REQUIREMENT: In the items below, copy every line exactly from the line containing "as [[105, 19]]." through the line containing "[[108, 102], [345, 226]]", including both of those lines.

Items from a dataset
* * * * * * * * *
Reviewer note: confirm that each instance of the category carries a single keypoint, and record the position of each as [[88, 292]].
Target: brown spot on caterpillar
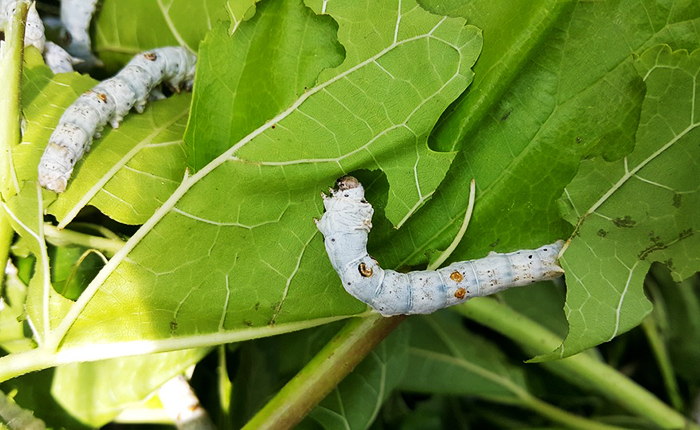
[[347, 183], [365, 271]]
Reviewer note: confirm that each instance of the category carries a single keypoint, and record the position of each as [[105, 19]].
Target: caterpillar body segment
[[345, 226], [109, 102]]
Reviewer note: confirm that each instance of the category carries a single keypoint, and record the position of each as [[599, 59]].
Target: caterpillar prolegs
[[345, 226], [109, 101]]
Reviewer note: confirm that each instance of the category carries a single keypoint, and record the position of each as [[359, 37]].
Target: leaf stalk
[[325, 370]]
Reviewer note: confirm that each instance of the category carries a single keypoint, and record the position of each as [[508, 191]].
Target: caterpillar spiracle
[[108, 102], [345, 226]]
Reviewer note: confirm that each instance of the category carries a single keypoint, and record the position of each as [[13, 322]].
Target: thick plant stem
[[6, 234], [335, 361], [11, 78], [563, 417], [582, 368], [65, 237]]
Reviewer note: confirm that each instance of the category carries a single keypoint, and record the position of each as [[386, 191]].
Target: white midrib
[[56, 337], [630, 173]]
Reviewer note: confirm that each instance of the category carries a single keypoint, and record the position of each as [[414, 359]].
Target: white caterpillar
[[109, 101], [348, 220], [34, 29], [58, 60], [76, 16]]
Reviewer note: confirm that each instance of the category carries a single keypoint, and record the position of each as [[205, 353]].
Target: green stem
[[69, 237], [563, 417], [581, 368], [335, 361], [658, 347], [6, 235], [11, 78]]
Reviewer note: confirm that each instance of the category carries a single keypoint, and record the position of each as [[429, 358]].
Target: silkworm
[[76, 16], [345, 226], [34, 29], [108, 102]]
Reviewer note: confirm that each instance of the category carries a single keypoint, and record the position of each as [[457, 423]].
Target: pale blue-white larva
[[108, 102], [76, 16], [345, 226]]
* * * * * * * * *
SOLUTION TO THE EXERCISE:
Reviewer note: confirm that each instance of the category carries a single keypoint, and record the position of each as [[105, 19]].
Target: caterpillar body segment
[[345, 226], [109, 102]]
Reviewer note: confirm that each instance of the category carries a single keypoint, and record the position of each as [[599, 59]].
Target: caterpillar prolegs
[[345, 226], [109, 101]]
Reviewer note: confirm that each instance of the category carries a single keypoint, and record the position of each as [[359, 37]].
Target: leaf stalk
[[325, 370]]
Reviewer note: confirm that each instance of the category carries a single keypoint, and record the position of each as [[508, 191]].
Target: caterpillar spiracle
[[108, 102], [345, 226]]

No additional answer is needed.